• STATED EXERCISE A: Rewrite the passage of the Shift in the Wind article that opens with the words "Shift in the Wind is" and closes with "drummer Eliot Zigmund.", replacing "trio" with "group".

• TEXT EXTRACT:

Studio album by Gary Peacock
- Released: 1980
- Recorded: February 1980
- Studio: Columbia Recording Studios New York City
- Genre: Jazz
- Length: 47:10
- Label: ECM 1165
- Producer: Manfred Eicher

Gary Peacock chronology
| December Poems (1979) | Shift in the Wind (1980) | Voice from the Past – Paradigm (1982) |

= Shift in the Wind =

Shift in the Wind is an album by American jazz bassist Gary Peacock recorded in February 1980 and released on ECM later that year. The trio features pianist Art Lande and drummer Eliot Zigmund.

==Reception==
The AllMusic review by Scott Yanow stated: "The interplay between these masterful musicians is more significant than the actual compositions and rewards repeated listenings."

• ITEMS:
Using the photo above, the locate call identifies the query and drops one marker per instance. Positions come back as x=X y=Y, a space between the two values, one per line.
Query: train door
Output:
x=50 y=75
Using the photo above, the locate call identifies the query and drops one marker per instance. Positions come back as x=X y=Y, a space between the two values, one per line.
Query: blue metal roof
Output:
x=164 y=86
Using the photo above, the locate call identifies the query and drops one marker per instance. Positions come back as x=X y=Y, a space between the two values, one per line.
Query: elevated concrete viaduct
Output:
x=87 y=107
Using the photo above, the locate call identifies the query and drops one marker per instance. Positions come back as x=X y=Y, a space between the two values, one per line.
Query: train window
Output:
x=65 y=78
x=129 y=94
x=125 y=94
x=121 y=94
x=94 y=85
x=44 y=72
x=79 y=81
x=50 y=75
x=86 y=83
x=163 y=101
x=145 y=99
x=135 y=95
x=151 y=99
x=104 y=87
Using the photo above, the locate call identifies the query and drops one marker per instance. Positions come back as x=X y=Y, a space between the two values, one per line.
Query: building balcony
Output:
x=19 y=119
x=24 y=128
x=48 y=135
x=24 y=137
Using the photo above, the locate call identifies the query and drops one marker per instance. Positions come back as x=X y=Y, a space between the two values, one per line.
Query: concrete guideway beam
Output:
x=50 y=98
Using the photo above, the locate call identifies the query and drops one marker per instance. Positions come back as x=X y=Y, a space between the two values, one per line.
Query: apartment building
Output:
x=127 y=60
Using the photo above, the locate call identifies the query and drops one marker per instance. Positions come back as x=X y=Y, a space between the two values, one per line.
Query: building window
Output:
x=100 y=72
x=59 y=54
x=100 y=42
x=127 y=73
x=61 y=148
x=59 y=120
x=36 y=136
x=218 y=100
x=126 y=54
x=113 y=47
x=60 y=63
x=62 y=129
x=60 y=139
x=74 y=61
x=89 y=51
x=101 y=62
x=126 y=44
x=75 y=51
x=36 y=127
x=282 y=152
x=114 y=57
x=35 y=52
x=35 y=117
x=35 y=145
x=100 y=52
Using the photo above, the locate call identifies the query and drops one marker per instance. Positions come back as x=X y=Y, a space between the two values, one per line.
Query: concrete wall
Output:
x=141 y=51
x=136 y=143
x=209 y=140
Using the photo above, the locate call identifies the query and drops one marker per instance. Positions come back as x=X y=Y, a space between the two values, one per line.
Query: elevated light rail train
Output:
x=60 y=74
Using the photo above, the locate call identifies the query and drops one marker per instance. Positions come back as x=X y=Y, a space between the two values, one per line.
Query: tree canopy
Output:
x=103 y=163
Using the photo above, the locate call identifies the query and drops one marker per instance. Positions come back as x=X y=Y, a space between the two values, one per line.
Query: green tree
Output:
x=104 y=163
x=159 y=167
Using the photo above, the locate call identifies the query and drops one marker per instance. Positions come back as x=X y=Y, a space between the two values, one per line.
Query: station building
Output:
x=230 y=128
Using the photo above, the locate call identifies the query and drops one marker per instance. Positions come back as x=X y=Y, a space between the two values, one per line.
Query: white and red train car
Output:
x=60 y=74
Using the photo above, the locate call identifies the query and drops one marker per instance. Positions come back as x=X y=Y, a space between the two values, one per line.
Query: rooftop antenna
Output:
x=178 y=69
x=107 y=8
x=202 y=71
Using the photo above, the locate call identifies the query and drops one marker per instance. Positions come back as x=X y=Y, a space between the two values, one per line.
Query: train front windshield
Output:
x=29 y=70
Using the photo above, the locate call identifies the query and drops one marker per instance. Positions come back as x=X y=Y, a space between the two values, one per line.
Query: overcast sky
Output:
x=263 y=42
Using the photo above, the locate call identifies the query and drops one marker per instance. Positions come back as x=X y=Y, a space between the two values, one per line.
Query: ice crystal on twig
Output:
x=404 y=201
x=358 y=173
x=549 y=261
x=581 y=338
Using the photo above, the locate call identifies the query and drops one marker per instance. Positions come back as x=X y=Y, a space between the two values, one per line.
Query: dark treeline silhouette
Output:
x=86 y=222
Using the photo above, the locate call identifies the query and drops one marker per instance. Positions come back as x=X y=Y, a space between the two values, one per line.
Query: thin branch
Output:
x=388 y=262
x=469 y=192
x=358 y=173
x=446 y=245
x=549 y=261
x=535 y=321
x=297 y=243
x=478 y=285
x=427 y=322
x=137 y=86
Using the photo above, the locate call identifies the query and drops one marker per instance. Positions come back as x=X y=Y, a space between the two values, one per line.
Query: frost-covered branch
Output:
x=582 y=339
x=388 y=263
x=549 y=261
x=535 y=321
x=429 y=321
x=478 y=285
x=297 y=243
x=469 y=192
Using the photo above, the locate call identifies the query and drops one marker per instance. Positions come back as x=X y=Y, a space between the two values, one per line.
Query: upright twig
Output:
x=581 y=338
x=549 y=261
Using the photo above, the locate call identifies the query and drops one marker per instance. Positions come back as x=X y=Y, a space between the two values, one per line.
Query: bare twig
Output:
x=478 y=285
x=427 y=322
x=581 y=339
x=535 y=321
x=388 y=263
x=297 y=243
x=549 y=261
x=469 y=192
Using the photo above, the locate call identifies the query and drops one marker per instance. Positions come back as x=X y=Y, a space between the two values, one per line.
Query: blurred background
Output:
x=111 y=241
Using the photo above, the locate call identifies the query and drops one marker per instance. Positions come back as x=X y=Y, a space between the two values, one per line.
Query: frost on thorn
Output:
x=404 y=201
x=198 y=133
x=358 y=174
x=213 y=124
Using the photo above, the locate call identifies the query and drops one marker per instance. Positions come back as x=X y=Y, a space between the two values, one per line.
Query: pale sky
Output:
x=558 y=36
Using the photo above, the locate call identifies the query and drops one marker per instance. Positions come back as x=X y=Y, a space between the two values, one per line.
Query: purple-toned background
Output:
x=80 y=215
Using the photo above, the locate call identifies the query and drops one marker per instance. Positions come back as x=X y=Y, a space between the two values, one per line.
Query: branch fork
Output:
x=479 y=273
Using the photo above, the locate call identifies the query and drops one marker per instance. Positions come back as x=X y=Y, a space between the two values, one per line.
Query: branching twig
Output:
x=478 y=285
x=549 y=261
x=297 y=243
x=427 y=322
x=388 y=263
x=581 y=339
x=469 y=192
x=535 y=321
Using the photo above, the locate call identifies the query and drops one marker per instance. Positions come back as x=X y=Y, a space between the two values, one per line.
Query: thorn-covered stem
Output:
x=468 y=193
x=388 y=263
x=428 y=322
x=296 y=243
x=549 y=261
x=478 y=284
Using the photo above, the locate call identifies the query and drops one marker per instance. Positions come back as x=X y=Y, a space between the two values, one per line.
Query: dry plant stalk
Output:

• STATED EXERCISE B: State how many lines of the records contain the string "building"; give only the number.

• REPLY A:
Shift in the Wind is an album by American jazz bassist Gary Peacock recorded in February 1980 and released on ECM later that year. The group features pianist Art Lande and drummer Eliot Zigmund.

• REPLY B: 4